(Beginning of DOCUMENT EXCERPT)

Tim’s current project studies the way people with Parkinson’s disease and Essential Tremor use deep-brain stimulator systems – where a pacemaker-like device implanted in the user’s chest applies electricity to electrodes implanted in the user’s brain – to manage their symptoms … Tim collects the users’ experiences through interviews and uses them to challenge philosophical theories about autonomy, self-control, and personal identity.

Tim Brown (Philosophy) has received a prestigious Humanities Without Walls fellowship to attend a three-week institute in Chicago this summer as one of 30 doctoral students selected nationwide.

Humanities Without Walls is an initiative led by 15 humanities centers at Midwestern research universities to create new avenues for research, teaching, and the production of scholarship inside and outside the academy. It is funded by a grant from the Andrew W. Mellon Foundation and organized by the Illinois Program for Research in the Humanities at the University of Illinois, Urbana-Champaign.

The program’s goals dovetail with the Simpson Center’s Next Generation Humanities PhD initiative, including the current Philosophy Branches Out project, a partnership with the Department of Philosophy.

(End of DOCUMENT EXCERPT)

YOUR TASKS ▸
[1] Reproduce the part of the Humanities Without Walls fellowship text from "Humanities Without Walls is" to "Department of Philosophy.", word for word.
[2] Answer these questions about the Humanities Without Walls fellowship text:
(a) How many doctoral students nationwide were selected for the institute in Chicago?
(b) How many humanities centers lead the Humanities Without Walls initiative?
(c) Which two medical conditions do the people in Tim's current project have?

(Beginning of MATERIAL SHOWN)

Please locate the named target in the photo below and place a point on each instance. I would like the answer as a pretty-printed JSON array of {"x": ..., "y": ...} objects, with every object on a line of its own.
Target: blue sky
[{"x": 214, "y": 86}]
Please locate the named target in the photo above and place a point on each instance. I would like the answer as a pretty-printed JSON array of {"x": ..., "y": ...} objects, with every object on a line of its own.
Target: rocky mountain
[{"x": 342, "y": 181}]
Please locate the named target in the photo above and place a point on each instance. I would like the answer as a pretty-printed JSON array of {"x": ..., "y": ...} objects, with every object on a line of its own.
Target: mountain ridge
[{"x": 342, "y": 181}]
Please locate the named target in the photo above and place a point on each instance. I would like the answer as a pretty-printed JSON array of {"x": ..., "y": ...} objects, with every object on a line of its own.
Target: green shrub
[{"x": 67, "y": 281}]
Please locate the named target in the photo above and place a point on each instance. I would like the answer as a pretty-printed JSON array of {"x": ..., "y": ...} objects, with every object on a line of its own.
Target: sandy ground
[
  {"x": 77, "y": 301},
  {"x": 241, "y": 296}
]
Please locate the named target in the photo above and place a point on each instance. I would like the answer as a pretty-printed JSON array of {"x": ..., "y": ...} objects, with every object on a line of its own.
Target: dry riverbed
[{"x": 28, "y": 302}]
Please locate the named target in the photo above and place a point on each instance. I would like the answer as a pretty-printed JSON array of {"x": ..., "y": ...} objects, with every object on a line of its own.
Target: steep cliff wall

(End of MATERIAL SHOWN)

REPLIES ▸
[1]
Humanities Without Walls is an initiative led by 15 humanities centers at Midwestern research universities to create new avenues for research, teaching, and the production of scholarship inside and outside the academy. It is funded by a grant from the Andrew W. Mellon Foundation and organized by the Illinois Program for Research in the Humanities at the University of Illinois, Urbana-Champaign.

The program’s goals dovetail with the Simpson Center’s Next Generation Humanities PhD initiative, including the current Philosophy Branches Out project, a partnership with the Department of Philosophy.

[2]
(a) 30
(b) 15
(c) Parkinson's disease and Essential Tremor